##### Extracted text #####

Shutdown planning, then and now
February 25th, 2011 | 2011 Budget 2012 Budget OMB Social Security Administration | Posted by Sean Reilly
With much of the government at risk of a forced vacation next month, there are some obvious parallels with the last such showdown, which resulted in back-to-back closures in late 1995 and early 1996. A bitter battle over spending; a Democratic president pitted against Republican lawmakers, many of them freshmen itching to shrink the federal footprint.
The last time around, though, executive branch preparations appear to have started a lot sooner.
Consider some evidence gleaned from congressional testimony: On August 22, 1995—almost three full months before the first shutdown occurred that November–then-Office of Management and Budget Director Alice Rivlin told all department heads to update their shutdown contingency plans within two weeks, according to a memo that was accompanied by a legal opinion outlining what government functions could continue during a “funding hiatus.” The congressional hearing record also shows that at least one agency, the Department of Veterans Affairs, had worked out a deal by September 1995 with the American Federation of Government Employees and the National Federation of Federal Employees on how to handle shutdown-related furloughs.
Now, barely a week before the March 4 expiration of a continuing resolution could trigger a new shutdown, union leaders say they’re still trying to pry basic information out of agencies on how workers would be affected.
The overall status of shutdown preparations is anyone’s guess. Most agencies won’t discuss the subject or release copies of their contingency plans. Asked earlier this week when six major departments, included Defense, Justice, and Agriculture, had most recently updated those plans, the Office of Management and Budget instead provided a statement from chief spokesman Ken Baer that said in part: “OMB is prepared for any contingency as a matter of course — and so are all the agencies.”
A more forthright assessment came from Social Security Administration Commissioner Michael Astrue. In a Wednesday email to SSA employees, Astrue wrote:
“The truth is that we do not know what Congress will do. We are working hard to deliver the best possible result from Congress and to carefully manage the money we do receive.
“As we await congressional action, we are doing what we can to minimize the budget uncertainties from interfering with your lives and work. You should know that we are considering a variety of scenarios but we have not made any final decisions. We will do what we can to prevent furloughs caused by not having enough money to pay you. That strategy may mean tough choices like cutting back on or eliminating overtime and expanding the hiring freeze.
“I regret that I cannot give you precise information about what will happen, but I am uncomfortable not letting you know some of the possible outcomes so that you can begin to plan accordingly. Given all of the uncertainty, I encourage you to be careful about believing everything you hear. I will continue to share what we know as more information becomes available.”
Tags: government shutdown, Michael Astrue, Office of Management and Budget, Social Security Administration
Obama threatens veto of GOP spending bill
February 15th, 2011 | 2011 Budget OMB | Posted by Sean Reilly
This probably comes as no shock, but President Obama is threatening to veto a Republican-backed bill that would slash a net total of $61 billion in agency discretionary spending for this fiscal year.

##### Entries supplied #####

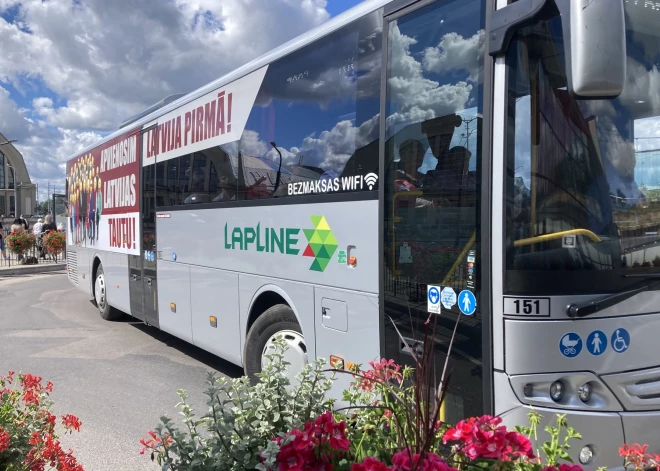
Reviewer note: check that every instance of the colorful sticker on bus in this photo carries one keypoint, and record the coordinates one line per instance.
(103, 188)
(321, 242)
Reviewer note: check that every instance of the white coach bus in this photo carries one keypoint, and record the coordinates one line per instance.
(491, 161)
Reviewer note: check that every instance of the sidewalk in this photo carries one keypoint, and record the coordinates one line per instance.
(31, 269)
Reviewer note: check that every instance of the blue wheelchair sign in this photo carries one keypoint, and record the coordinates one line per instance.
(467, 303)
(620, 340)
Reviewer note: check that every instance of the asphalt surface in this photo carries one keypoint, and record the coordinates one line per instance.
(117, 377)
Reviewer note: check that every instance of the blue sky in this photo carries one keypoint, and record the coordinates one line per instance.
(71, 70)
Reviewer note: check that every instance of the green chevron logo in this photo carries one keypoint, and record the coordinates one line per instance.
(321, 243)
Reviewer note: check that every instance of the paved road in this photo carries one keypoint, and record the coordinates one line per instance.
(118, 377)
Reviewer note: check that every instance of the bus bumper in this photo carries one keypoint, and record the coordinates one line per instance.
(603, 432)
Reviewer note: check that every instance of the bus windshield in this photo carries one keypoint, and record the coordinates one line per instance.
(583, 176)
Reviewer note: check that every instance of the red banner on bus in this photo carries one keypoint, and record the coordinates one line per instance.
(104, 192)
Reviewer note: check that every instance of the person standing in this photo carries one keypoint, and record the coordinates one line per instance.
(36, 229)
(3, 253)
(49, 225)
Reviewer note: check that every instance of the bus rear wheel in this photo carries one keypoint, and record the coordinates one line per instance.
(101, 297)
(279, 320)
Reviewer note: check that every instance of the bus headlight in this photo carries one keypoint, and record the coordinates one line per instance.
(584, 393)
(557, 391)
(586, 455)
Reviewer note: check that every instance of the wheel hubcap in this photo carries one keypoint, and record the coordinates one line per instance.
(295, 354)
(99, 291)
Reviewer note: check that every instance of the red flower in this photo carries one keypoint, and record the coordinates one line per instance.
(290, 459)
(486, 438)
(4, 440)
(30, 397)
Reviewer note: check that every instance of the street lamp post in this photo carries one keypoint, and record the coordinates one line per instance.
(17, 204)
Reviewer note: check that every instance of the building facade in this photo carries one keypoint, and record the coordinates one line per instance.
(18, 195)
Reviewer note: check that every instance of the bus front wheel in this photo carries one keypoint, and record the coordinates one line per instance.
(101, 297)
(279, 320)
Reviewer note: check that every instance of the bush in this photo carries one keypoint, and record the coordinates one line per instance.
(391, 423)
(54, 242)
(20, 243)
(28, 439)
(241, 419)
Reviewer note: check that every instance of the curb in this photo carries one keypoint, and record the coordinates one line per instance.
(32, 269)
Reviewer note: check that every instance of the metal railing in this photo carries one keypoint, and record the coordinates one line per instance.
(37, 254)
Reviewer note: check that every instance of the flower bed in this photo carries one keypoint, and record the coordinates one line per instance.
(389, 424)
(28, 437)
(20, 243)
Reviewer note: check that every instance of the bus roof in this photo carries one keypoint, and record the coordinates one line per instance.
(354, 13)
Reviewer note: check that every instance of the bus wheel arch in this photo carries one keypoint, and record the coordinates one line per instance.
(271, 314)
(99, 282)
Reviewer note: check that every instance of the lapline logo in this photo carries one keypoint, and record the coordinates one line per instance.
(321, 245)
(321, 242)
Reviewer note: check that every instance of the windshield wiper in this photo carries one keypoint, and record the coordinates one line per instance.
(591, 307)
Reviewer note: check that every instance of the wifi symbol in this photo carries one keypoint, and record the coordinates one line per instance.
(371, 179)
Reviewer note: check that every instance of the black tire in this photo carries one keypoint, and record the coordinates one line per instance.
(276, 319)
(101, 297)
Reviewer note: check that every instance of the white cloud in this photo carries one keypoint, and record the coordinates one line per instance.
(456, 53)
(330, 150)
(416, 97)
(104, 61)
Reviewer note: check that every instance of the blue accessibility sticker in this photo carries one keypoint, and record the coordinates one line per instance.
(597, 342)
(620, 340)
(467, 303)
(570, 345)
(434, 295)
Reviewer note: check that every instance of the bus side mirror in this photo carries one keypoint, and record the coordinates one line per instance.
(594, 40)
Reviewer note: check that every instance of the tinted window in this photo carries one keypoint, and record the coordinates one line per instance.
(583, 176)
(320, 107)
(433, 159)
(208, 176)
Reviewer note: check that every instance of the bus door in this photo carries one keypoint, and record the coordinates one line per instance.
(142, 268)
(149, 253)
(432, 160)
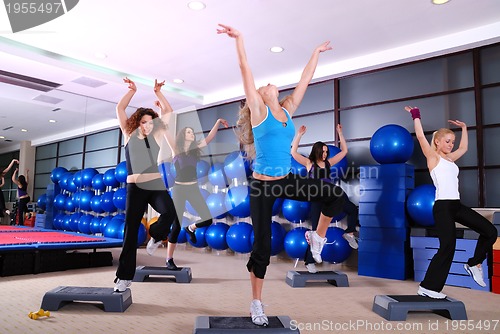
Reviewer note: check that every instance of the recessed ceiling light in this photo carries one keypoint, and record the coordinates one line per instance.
(196, 5)
(440, 2)
(276, 49)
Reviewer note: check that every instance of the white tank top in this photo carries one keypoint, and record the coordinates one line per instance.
(445, 179)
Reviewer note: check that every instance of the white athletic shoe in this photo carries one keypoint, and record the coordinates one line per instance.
(257, 313)
(477, 274)
(152, 246)
(429, 293)
(121, 285)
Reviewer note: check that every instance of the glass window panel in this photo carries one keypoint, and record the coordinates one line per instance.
(492, 189)
(490, 64)
(45, 166)
(46, 151)
(491, 105)
(491, 156)
(71, 146)
(102, 140)
(71, 162)
(101, 158)
(427, 77)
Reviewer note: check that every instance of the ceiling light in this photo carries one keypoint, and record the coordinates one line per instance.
(440, 2)
(276, 49)
(196, 5)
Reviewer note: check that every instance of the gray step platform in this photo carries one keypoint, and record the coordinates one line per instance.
(62, 295)
(242, 325)
(396, 307)
(183, 275)
(298, 279)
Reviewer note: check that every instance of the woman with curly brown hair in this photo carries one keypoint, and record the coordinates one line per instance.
(143, 134)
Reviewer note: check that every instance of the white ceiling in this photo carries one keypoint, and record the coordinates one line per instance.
(166, 40)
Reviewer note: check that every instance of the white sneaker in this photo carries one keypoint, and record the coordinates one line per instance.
(257, 313)
(311, 267)
(351, 239)
(152, 246)
(121, 285)
(429, 293)
(477, 274)
(316, 244)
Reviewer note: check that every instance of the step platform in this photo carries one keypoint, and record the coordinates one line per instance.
(56, 298)
(396, 307)
(298, 279)
(241, 325)
(183, 275)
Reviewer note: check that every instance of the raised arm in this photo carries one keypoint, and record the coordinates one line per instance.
(464, 141)
(295, 146)
(292, 103)
(122, 105)
(253, 98)
(343, 148)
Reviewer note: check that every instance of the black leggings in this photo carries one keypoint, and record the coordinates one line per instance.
(446, 213)
(189, 192)
(262, 197)
(138, 197)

#####

● **Aim**
Echo the part of the shutdown planning post starting with "The last time" and going on through "handle shutdown-related furloughs.", copied word for word.

● **Solution to the problem**
The last time around, though, executive branch preparations appear to have started a lot sooner.
Consider some evidence gleaned from congressional testimony: On August 22, 1995—almost three full months before the first shutdown occurred that November–then-Office of Management and Budget Director Alice Rivlin told all department heads to update their shutdown contingency plans within two weeks, according to a memo that was accompanied by a legal opinion outlining what government functions could continue during a “funding hiatus.” The congressional hearing record also shows that at least one agency, the Department of Veterans Affairs, had worked out a deal by September 1995 with the American Federation of Government Employees and the National Federation of Federal Employees on how to handle shutdown-related furloughs.